--- STATED TASK ---
Transcribe the records exactly from the line with "Where can the silver" to the end, both included.

═══ ENTRIES SUPPLIED

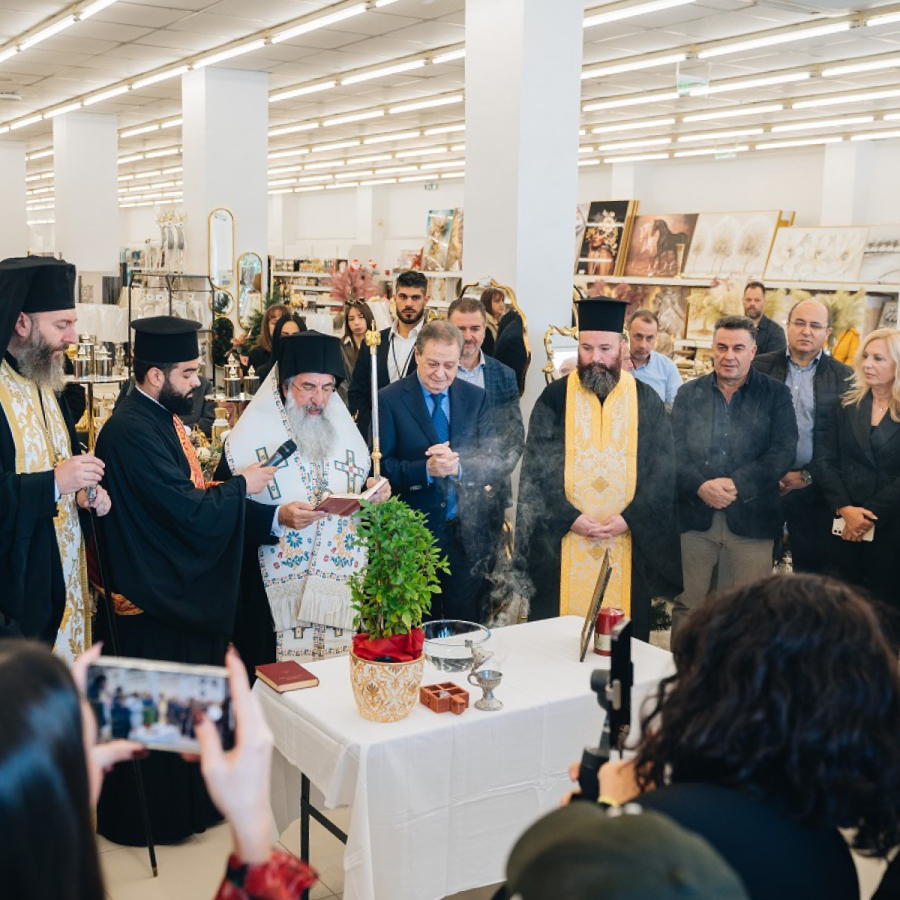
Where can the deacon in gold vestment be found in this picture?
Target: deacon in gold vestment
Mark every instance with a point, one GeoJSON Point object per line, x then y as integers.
{"type": "Point", "coordinates": [43, 474]}
{"type": "Point", "coordinates": [598, 474]}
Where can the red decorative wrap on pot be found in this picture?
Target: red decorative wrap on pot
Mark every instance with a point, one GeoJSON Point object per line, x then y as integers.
{"type": "Point", "coordinates": [399, 648]}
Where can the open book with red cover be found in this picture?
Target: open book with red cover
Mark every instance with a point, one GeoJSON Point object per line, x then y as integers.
{"type": "Point", "coordinates": [347, 504]}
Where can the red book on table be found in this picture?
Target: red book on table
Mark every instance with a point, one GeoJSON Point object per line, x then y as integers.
{"type": "Point", "coordinates": [286, 676]}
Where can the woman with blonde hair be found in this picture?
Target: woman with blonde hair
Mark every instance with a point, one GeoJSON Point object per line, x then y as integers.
{"type": "Point", "coordinates": [858, 469]}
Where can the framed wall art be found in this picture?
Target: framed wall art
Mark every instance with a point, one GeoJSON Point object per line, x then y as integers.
{"type": "Point", "coordinates": [659, 245]}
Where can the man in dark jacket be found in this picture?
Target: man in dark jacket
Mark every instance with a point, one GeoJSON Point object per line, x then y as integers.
{"type": "Point", "coordinates": [816, 382]}
{"type": "Point", "coordinates": [735, 437]}
{"type": "Point", "coordinates": [769, 334]}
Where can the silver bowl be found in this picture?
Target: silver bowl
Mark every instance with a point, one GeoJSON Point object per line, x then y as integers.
{"type": "Point", "coordinates": [445, 643]}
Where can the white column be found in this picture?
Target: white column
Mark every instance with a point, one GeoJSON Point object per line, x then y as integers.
{"type": "Point", "coordinates": [225, 139]}
{"type": "Point", "coordinates": [842, 177]}
{"type": "Point", "coordinates": [86, 188]}
{"type": "Point", "coordinates": [523, 94]}
{"type": "Point", "coordinates": [13, 226]}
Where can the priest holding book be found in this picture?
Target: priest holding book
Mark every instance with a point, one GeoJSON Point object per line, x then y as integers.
{"type": "Point", "coordinates": [296, 586]}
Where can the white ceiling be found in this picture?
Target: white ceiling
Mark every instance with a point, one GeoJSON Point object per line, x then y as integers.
{"type": "Point", "coordinates": [130, 39]}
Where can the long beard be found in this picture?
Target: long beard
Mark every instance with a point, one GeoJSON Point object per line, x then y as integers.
{"type": "Point", "coordinates": [599, 378]}
{"type": "Point", "coordinates": [316, 436]}
{"type": "Point", "coordinates": [40, 363]}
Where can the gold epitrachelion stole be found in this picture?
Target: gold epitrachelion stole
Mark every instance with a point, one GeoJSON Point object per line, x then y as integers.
{"type": "Point", "coordinates": [600, 477]}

══════

--- TASK RESULT ---
Where can the silver bowl be found in this picture?
Target: silver bowl
Mark every instance with a point, one GeoJSON Point object per line, x then y as integers.
{"type": "Point", "coordinates": [445, 643]}
Where can the white column be found in this picture?
Target: white column
Mark every instance with a point, one GeoJSON Point object per line, x then y as integers.
{"type": "Point", "coordinates": [225, 139]}
{"type": "Point", "coordinates": [842, 177]}
{"type": "Point", "coordinates": [86, 188]}
{"type": "Point", "coordinates": [523, 94]}
{"type": "Point", "coordinates": [13, 226]}
Where can the priest holding book be found in this picture?
Target: priest holding book
Mark every instance with a point, one GeoJSON Point object per line, x then y as integers.
{"type": "Point", "coordinates": [296, 586]}
Where can the white ceiling be found in this picture?
Target: white ceiling
Mark every instance with a point, one GeoJSON Point object per line, x then y as integers.
{"type": "Point", "coordinates": [130, 39]}
Where can the long beard be found in this picture?
Target: long beard
Mark every instance with a point, one GeoJSON Point object per line, x then y as integers.
{"type": "Point", "coordinates": [599, 378]}
{"type": "Point", "coordinates": [316, 436]}
{"type": "Point", "coordinates": [40, 363]}
Where can the gold epitrachelion stole be found in this picture?
Target: gold epitrachelion stole
Mark every instance with a point, one GeoJSON Point object per line, x then y as integers.
{"type": "Point", "coordinates": [600, 477]}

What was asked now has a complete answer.